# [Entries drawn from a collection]
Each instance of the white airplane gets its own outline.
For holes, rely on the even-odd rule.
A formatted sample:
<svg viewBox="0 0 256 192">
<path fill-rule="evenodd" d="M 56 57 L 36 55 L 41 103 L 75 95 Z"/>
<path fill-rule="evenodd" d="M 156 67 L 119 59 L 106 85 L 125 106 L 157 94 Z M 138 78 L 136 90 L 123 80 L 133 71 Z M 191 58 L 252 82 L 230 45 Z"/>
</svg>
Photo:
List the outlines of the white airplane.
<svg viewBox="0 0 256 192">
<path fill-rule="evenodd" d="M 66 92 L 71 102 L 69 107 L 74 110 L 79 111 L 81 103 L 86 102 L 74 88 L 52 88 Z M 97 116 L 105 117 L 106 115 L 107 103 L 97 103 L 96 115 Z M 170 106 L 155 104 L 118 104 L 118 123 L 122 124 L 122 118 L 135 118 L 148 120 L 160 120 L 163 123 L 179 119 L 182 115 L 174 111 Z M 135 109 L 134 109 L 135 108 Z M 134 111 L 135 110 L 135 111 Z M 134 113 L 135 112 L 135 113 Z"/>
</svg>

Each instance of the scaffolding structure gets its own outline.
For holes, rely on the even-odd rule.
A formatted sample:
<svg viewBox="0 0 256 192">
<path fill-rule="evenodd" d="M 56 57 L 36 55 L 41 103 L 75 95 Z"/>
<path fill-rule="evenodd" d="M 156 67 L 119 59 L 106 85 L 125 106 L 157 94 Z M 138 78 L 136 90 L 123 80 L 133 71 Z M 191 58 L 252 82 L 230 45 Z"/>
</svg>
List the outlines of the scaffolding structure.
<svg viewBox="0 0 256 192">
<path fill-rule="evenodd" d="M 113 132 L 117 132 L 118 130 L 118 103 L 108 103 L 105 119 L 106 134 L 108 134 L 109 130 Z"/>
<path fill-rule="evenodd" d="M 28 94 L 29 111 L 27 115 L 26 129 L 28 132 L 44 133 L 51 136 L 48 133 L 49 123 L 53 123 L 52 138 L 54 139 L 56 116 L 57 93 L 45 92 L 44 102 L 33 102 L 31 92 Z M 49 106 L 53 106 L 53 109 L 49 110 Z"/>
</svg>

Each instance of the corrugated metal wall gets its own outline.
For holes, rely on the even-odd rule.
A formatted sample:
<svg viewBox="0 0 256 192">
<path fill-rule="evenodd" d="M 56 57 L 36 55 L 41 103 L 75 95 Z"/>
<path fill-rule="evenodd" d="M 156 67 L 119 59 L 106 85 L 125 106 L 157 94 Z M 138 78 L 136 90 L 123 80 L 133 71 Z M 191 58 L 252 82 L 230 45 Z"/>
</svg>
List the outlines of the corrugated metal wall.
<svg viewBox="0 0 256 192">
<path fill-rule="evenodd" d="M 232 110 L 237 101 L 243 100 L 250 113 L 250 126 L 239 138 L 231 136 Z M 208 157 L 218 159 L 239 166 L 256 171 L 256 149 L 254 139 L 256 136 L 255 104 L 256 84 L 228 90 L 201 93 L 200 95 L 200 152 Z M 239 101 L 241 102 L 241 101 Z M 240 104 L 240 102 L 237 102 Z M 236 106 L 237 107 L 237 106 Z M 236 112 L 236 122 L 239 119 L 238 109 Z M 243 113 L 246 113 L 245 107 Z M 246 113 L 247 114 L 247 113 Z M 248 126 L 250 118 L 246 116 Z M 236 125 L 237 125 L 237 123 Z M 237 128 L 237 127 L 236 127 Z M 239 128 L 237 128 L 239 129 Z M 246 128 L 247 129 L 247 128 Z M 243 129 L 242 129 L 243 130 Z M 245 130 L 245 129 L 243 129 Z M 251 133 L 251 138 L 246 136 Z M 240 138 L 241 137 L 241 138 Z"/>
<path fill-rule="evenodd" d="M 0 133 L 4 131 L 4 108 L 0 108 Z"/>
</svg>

# [Exercise prompt]
How many lines of the listing contain the string "white"? Reply with the number alone.

# [Problem solution]
2